* **YOUR INSTRUCTIONS**:
Reproduce every one of the following records verbatim, character for character.

* **GIVEN DATA**:

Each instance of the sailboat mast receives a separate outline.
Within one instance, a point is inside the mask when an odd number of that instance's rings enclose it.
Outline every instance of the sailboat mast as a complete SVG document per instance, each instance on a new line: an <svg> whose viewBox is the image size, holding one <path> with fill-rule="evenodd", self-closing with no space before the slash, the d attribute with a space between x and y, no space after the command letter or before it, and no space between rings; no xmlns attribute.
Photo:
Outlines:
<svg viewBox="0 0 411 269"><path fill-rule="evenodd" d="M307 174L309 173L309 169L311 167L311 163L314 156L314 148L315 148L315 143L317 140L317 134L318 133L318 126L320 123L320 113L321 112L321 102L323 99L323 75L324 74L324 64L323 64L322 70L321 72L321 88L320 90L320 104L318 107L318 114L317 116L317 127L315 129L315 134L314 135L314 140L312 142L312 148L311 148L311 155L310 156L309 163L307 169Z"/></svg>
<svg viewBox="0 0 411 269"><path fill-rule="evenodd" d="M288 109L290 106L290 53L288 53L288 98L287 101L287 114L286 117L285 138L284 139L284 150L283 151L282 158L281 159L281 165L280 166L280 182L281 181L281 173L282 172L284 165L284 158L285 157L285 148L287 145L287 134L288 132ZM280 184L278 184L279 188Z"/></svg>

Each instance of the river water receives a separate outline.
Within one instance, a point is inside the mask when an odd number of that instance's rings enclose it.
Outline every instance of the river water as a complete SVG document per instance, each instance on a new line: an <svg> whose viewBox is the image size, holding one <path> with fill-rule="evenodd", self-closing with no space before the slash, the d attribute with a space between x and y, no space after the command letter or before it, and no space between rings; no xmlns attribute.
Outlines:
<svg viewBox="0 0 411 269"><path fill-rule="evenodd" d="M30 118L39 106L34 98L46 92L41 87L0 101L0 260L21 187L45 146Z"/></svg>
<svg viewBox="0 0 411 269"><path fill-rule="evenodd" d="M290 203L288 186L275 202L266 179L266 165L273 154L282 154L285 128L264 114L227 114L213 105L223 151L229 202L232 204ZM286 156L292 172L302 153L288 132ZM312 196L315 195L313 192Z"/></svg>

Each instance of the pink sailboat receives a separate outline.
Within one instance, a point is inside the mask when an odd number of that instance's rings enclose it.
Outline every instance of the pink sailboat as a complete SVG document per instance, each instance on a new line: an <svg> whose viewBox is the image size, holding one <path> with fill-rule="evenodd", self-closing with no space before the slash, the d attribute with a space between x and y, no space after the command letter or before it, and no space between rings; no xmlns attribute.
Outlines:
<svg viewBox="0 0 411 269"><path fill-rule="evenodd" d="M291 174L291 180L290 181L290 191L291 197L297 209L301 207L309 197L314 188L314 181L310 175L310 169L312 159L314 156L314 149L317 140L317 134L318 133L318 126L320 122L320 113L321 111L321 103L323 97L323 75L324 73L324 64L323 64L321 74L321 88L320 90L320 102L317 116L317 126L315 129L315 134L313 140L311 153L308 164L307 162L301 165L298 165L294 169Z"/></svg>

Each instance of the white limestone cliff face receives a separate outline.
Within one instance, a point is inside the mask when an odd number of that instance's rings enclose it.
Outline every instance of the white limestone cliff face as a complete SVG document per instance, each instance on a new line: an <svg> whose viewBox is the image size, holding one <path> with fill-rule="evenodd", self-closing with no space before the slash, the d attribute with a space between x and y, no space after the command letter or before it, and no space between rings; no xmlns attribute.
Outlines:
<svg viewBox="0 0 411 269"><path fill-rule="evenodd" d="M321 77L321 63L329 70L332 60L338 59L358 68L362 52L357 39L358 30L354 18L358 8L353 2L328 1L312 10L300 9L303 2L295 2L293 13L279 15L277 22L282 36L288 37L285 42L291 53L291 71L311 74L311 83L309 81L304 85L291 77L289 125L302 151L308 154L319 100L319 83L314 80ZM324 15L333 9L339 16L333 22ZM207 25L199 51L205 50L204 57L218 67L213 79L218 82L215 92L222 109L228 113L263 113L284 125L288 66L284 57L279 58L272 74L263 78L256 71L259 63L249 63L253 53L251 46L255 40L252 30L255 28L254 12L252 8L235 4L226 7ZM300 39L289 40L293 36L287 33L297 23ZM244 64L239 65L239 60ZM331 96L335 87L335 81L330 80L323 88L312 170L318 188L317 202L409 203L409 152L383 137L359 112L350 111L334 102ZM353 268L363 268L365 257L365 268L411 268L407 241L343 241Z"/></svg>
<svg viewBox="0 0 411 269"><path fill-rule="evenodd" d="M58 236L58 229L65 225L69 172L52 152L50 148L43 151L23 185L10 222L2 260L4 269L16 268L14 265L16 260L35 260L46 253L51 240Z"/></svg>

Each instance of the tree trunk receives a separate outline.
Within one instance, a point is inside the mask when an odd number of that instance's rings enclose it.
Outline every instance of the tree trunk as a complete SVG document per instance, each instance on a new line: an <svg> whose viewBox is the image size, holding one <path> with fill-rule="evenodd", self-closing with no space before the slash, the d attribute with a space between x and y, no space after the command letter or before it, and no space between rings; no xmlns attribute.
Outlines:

* **TASK SOLUTION**:
Each instance of the sailboat mast receives a separate outline.
Within one instance, a point is inside the mask when an odd number of that instance's rings enclose it.
Outline every instance of the sailboat mast as a complete SVG document per instance, each instance on a new line: an <svg> whose viewBox is the image size, holding one <path> with fill-rule="evenodd", self-closing with no space before the slash, the d attribute with a space between x and y, no space after the command letter or before it, and no space between rings; no xmlns attribute.
Photo:
Outlines:
<svg viewBox="0 0 411 269"><path fill-rule="evenodd" d="M307 174L309 173L309 169L311 167L311 163L314 156L314 148L315 148L315 143L317 140L317 134L318 133L318 126L320 123L320 113L321 112L321 102L323 99L323 75L324 74L324 64L323 64L322 70L321 72L321 88L320 90L320 104L318 107L318 114L317 116L317 127L315 129L315 134L314 135L314 140L312 142L312 148L311 148L311 155L310 156L309 163L307 169Z"/></svg>
<svg viewBox="0 0 411 269"><path fill-rule="evenodd" d="M288 109L290 106L290 53L288 53L288 98L287 101L287 114L286 117L285 138L284 139L284 150L283 151L282 158L281 159L281 165L280 166L280 182L281 181L281 173L282 172L284 165L284 158L285 157L285 148L287 145L287 134L288 132ZM280 184L278 184L279 188Z"/></svg>

Each instance of the river water receives a separate outline.
Within one instance, a point is inside the mask when an odd number of that instance's rings enclose it.
Outline every instance of the river water as a complete SVG document per instance, each instance on a new line: an <svg> whose viewBox is the image size, holding one <path> with fill-rule="evenodd", self-closing with no space before the slash, the d attribute with a space between x and y, no space after the command letter or before it, and no space between rings; no xmlns attribute.
Outlines:
<svg viewBox="0 0 411 269"><path fill-rule="evenodd" d="M30 118L39 106L34 98L46 92L41 87L0 101L0 260L21 187L45 146Z"/></svg>
<svg viewBox="0 0 411 269"><path fill-rule="evenodd" d="M290 203L288 186L275 202L266 179L266 165L273 154L282 154L285 128L264 114L227 114L213 105L223 151L229 202L232 204ZM286 156L292 172L302 153L288 132ZM312 196L315 195L313 192Z"/></svg>

Each instance of the pink sailboat receives a separate outline.
Within one instance, a point is inside the mask when an odd number of that instance's rings enclose it.
Outline every instance of the pink sailboat as a complete SVG document per instance, each instance on a new line: an <svg> whose viewBox is the image size, holding one <path> with fill-rule="evenodd", self-closing with no space before the slash, the d attribute with a space between x and y, no space after the command letter or before it, and no space between rings; no xmlns attribute.
Outlines:
<svg viewBox="0 0 411 269"><path fill-rule="evenodd" d="M291 174L291 180L290 181L290 191L291 197L297 209L301 207L309 197L314 188L314 181L310 175L310 169L312 159L314 156L314 149L317 140L317 134L318 133L318 126L320 122L320 113L321 111L321 103L323 97L323 75L324 73L324 64L323 64L321 74L321 88L320 90L320 102L317 116L317 126L315 129L315 134L313 140L311 153L308 164L307 162L301 165L298 165L294 169Z"/></svg>

Each instance of the white limestone cliff face receives a separate outline.
Within one instance, a point is inside the mask when an odd number of that instance's rings enclose it.
Outline every instance of the white limestone cliff face as a complete SVG document per instance, each instance on a new line: an <svg> whose viewBox is the image size, holding one <path> with fill-rule="evenodd", self-closing with no space before the slash, the d attribute with a space between x and y, no space after the command letter or before it, and no space between rings; no xmlns attribute.
Outlines:
<svg viewBox="0 0 411 269"><path fill-rule="evenodd" d="M321 77L321 63L329 70L332 60L338 59L358 68L362 52L357 39L358 30L354 18L358 8L353 2L328 1L312 10L300 9L303 2L295 2L293 13L279 15L277 22L282 36L288 37L285 42L291 53L291 71L311 74L311 83L309 81L304 85L291 77L289 125L302 151L308 154L319 100L319 83L314 80ZM324 15L333 9L339 16L333 22ZM207 25L199 51L205 50L204 57L218 67L213 79L218 82L215 92L222 109L228 113L263 113L284 125L288 66L284 57L279 58L272 74L263 78L256 71L259 63L249 63L253 53L251 46L255 40L252 30L255 28L254 12L252 8L235 4L226 7ZM300 39L289 40L293 36L287 33L297 23ZM244 64L239 65L239 60ZM331 96L335 87L335 81L330 80L323 88L312 170L318 188L317 202L409 203L409 152L383 137L359 112L350 111L334 102ZM353 268L363 268L365 257L365 268L411 268L407 241L343 241Z"/></svg>
<svg viewBox="0 0 411 269"><path fill-rule="evenodd" d="M58 236L58 229L65 225L69 172L52 152L50 148L43 151L23 185L10 222L2 260L4 269L16 268L14 265L16 260L35 260L46 253L51 240Z"/></svg>

Each instance of the tree trunk receives a separate outline.
Within one instance, a point is inside the mask when an odd number of that instance's rings enclose it.
Outline every instance of the tree trunk as a complete SVG document per instance, each instance on a new line: an <svg> whose viewBox is the image size, holding one <path> with fill-rule="evenodd", self-closing with no space before the slash, the d attribute with a space between x and y, no space after the command letter or before it, and no space between rings; no xmlns attribute.
Outlines:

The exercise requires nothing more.